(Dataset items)
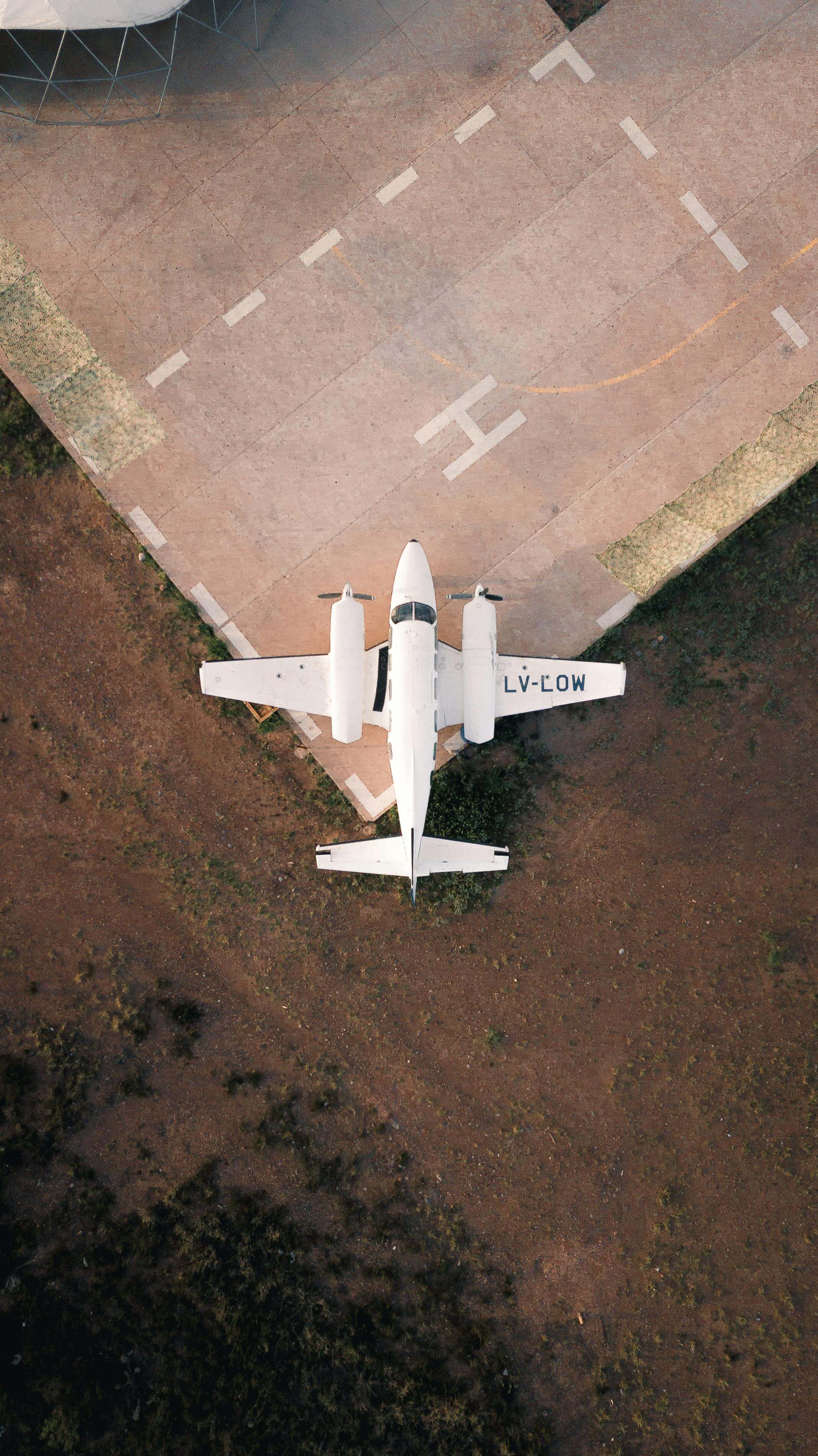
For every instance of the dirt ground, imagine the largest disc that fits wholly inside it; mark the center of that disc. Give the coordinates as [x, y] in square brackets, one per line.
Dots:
[609, 1071]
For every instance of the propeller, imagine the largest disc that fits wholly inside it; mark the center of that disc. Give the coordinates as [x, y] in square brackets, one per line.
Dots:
[479, 592]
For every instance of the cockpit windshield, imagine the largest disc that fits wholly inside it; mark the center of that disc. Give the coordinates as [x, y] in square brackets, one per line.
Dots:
[414, 612]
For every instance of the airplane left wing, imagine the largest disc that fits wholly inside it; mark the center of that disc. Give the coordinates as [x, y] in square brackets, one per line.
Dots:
[297, 684]
[530, 684]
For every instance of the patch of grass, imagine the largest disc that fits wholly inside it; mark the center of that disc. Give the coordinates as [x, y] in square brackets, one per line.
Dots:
[200, 1327]
[27, 448]
[329, 802]
[477, 797]
[775, 951]
[131, 1018]
[134, 1085]
[185, 1017]
[727, 609]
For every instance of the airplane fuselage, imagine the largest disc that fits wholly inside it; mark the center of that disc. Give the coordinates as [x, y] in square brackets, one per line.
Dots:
[412, 694]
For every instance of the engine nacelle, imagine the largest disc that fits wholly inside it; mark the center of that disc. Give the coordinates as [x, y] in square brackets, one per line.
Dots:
[347, 669]
[479, 670]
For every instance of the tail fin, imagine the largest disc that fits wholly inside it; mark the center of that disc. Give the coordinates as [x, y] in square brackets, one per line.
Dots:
[441, 857]
[436, 857]
[366, 857]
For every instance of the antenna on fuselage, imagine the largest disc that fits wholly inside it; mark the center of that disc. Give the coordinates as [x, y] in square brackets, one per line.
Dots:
[468, 596]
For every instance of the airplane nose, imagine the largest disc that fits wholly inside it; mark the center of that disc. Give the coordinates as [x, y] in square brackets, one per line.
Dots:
[414, 577]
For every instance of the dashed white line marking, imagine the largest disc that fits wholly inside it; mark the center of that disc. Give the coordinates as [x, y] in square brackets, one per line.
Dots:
[324, 245]
[238, 640]
[468, 129]
[567, 53]
[398, 185]
[481, 443]
[638, 137]
[209, 605]
[618, 612]
[699, 213]
[144, 525]
[730, 251]
[244, 308]
[788, 324]
[367, 800]
[168, 369]
[306, 726]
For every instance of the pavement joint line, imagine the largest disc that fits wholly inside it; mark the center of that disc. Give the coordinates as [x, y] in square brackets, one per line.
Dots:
[468, 129]
[144, 525]
[638, 137]
[730, 251]
[238, 640]
[166, 369]
[244, 308]
[619, 610]
[372, 804]
[398, 185]
[565, 51]
[209, 605]
[788, 324]
[324, 245]
[699, 213]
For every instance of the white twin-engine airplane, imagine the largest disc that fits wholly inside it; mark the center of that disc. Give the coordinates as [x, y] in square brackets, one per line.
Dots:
[412, 686]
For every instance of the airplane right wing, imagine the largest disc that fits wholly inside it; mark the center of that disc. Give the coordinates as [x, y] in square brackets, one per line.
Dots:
[530, 684]
[450, 685]
[296, 684]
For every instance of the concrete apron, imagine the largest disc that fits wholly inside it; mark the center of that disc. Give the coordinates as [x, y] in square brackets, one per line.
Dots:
[532, 301]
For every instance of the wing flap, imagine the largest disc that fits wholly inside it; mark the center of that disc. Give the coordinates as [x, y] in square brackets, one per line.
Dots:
[366, 857]
[528, 685]
[297, 684]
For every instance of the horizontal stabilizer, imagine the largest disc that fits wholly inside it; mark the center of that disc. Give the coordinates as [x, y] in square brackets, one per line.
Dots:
[436, 857]
[366, 857]
[441, 857]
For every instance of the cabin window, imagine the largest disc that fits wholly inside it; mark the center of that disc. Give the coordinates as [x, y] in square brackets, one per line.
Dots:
[414, 612]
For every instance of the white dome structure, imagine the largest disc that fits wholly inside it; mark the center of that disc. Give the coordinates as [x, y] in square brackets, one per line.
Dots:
[82, 15]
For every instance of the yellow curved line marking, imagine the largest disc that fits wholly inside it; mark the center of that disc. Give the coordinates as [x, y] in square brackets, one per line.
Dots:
[599, 383]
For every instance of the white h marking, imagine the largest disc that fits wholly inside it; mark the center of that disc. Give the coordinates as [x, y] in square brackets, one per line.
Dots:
[457, 414]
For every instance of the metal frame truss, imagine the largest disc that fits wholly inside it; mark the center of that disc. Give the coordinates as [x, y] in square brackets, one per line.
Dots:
[85, 81]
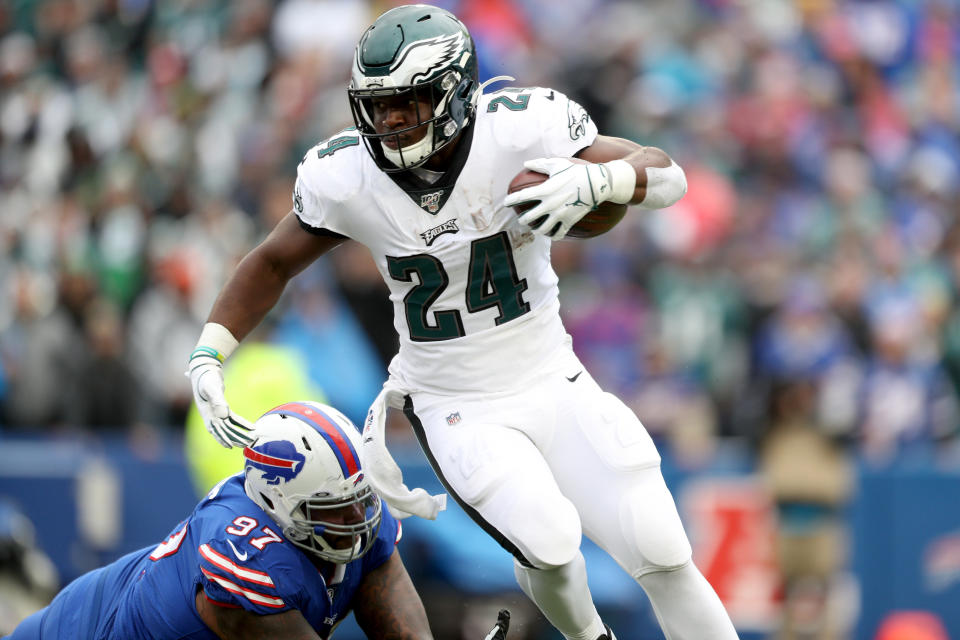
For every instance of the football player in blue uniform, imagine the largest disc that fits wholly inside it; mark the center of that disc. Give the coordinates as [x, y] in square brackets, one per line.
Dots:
[517, 430]
[285, 549]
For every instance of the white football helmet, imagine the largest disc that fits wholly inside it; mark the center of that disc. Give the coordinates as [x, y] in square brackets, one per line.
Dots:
[304, 471]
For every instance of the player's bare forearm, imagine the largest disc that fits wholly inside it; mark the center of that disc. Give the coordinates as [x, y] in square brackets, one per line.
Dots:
[237, 624]
[387, 606]
[256, 284]
[607, 148]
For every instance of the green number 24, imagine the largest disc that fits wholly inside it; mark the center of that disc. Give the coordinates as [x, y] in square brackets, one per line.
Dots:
[492, 281]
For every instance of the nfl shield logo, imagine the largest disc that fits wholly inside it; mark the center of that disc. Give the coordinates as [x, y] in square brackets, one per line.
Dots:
[431, 201]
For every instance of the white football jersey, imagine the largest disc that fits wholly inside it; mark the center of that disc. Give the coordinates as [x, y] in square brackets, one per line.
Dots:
[474, 293]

## YOUR OBJECTIVE
Reproduce the records above exactly, leaving out every picture they contain.

## RESULT OF THE EXERCISE
For every instance of the dirt ground, imagine the largest disc that fits wholly inside it; mark the center of that disc. Give the coordinates as [x, y] in square brackets, one per line.
Dots:
[609, 1071]
For every instance of the propeller, imagine the largest disc that fits wholly inside it; mark the center of that disc. Give the coordinates as [x, y] in square brackets, one per line.
Dots:
[479, 592]
For every instance of the cockpit windshield, imagine the largest disc that fits wholly inside it; mark the center of that disc. Give the coordinates as [x, y] in square brackets, one per line.
Dots:
[414, 612]
For every instance of the airplane left wing, imagine the largest disc that fits wholly inside it; mark the center of that disc. Give the coordinates as [x, y] in square brackets, one per line.
Dots:
[297, 684]
[530, 684]
For every instance of the patch of grass, imagine the largest disc that fits wholly inside it; mark the center of that disc. Give the coordinates as [x, y] in square brackets, one per line.
Dots:
[200, 1327]
[27, 448]
[329, 802]
[477, 797]
[775, 951]
[131, 1018]
[134, 1085]
[185, 1017]
[727, 609]
For every instance of the airplane fuselage, imagine the largest disc that fits wholly inside it; mark the center of that disc. Give the coordinates as [x, y] in square brackets, one per line.
Dots:
[412, 694]
For every instance of the engine nacelle, imagine the largest disc that fits wholly inside it; mark the center of that disc. Give the coordinates as [x, y] in square brackets, one per line.
Dots:
[347, 669]
[479, 670]
For every instance of the tail fin, imagine the largest disc that fits wholly inside it; mark the center of that disc. Give the coordinates as [x, y] in square brackets, one per line.
Dots:
[441, 857]
[436, 857]
[366, 857]
For every instance of the antenna on fuselage, imagine the largest disc that fits wholly inside it; mark the center of that disc. Give the coordinates as [x, y] in square brackets, one per line.
Dots:
[468, 596]
For every instance of the airplane nose, imagine the largest disc that fits wholly inside it; mark the center of that disc. Give the coordinates as [x, y] in square brackets, one per line.
Dots:
[414, 577]
For every instance of the dashed white line marking, imagine the largest disc that fits wholly inside it; mark the center of that disc. Give the coordinates as [x, y] in square brackets, one per line.
Dots:
[324, 245]
[238, 640]
[468, 129]
[567, 53]
[398, 185]
[481, 443]
[638, 137]
[209, 605]
[618, 612]
[699, 213]
[144, 525]
[730, 251]
[244, 308]
[788, 324]
[367, 800]
[168, 369]
[306, 726]
For every instance of the pavement joint line, imagine the largest disc that fits wholly inside it; mark the center of that disc. Give the coordinates as [x, y] in square brackets, one per line.
Dots:
[468, 129]
[144, 525]
[638, 137]
[730, 251]
[238, 640]
[166, 369]
[244, 308]
[619, 610]
[372, 804]
[398, 185]
[565, 51]
[209, 605]
[788, 324]
[324, 245]
[699, 213]
For every instance of the white twin-engine airplane, imagine the largest disc that fits wholly inside it; mark the center of that disc. Give the coordinates as [x, y] in square brackets, one per line.
Dots:
[412, 686]
For every instance of the airplane right wing, imagine the largest disc that fits wholly inside it; mark the center of that disc. Give the coordinates as [x, y] in square brackets, one per line.
Dots:
[530, 684]
[450, 685]
[296, 684]
For every instance of the concrete apron, imagine the largest disc that fits wholly inside it; mark the center of that disc. Give the coordinates as [x, y] in square brackets, one per line.
Dots:
[532, 301]
For every instance of the wing flap, imagine the largest disc that fits wholly inside it; mark the center of that disc. Give the coordinates as [x, y] in square brackets, one per line.
Dots:
[366, 857]
[528, 685]
[297, 684]
For every instance of the horizontal stabilizer, imagine the largest disc that fits wholly inside it; mark the center of that disc. Give the coordinates as [x, y] in square brackets, one per line.
Dots:
[436, 857]
[366, 857]
[441, 857]
For every instance of the cabin window, imagine the largest disc that fits wholly inside it; mark the center of that disc. Give the coordinates as [x, y] in square brackets, one per line.
Dots:
[414, 612]
For every instance of the white dome structure, imagine the largest disc that fits wholly inside it; mark the center of that disc. Give the coordinates as [x, y] in square brackets, one per line.
Dots:
[82, 15]
For every instance of the yellow curved line marking, imagine the largest disc that fits wholly inside it; mark the center of that disc. Give the coordinates as [x, y] in square brackets, one per line.
Dots:
[599, 383]
For every instance of the white h marking, imagine the largest disc that fits wholly inside it; mark the center of that disc. Give the coordinates as [x, y] in square brackets, one per line.
Dots:
[457, 414]
For every instance of the metal frame truss, imagine the largest disc that fits wholly inside it; mark the center of that disc. Give the coordinates as [x, y] in square brackets, one per line.
Dots:
[85, 81]
For every instance of the football player in blue uniform, imagine the largest disc that fits wholly inside it; mark the center of that disc. Give the coordinates as [x, y] in square brackets, one per line.
Dots:
[517, 430]
[285, 549]
For every instance of the white football helmet, imagine the largest disc that fits wholly inside it; mark the center of that disc. Give the coordinates as [x, y] in square brackets, one per line.
Dots:
[304, 471]
For every instance of the player's bare forearm, imagine the largest disc that fits wholly inside it; mark the center of that disc. Give the coordinates as [x, y] in square brackets, one per line.
Dots:
[237, 624]
[387, 606]
[256, 284]
[607, 148]
For every instance of the green number 24, imagine the largest disc that fits wholly inside it; mark the center of that disc. Give the coordinates as [x, y] in square brackets, one per line.
Dots:
[492, 281]
For every instance of the nfl shield logo, imagine the largest disc that fits wholly inside it; mark the center of that disc. Give the coordinates as [x, y] in square brackets, one per line.
Dots:
[431, 201]
For every instance of the white football jersey, imagine the largest disc that fits wholly inside it; mark the center of that disc. Give the coordinates as [x, y] in square brackets, one per line.
Dots:
[474, 293]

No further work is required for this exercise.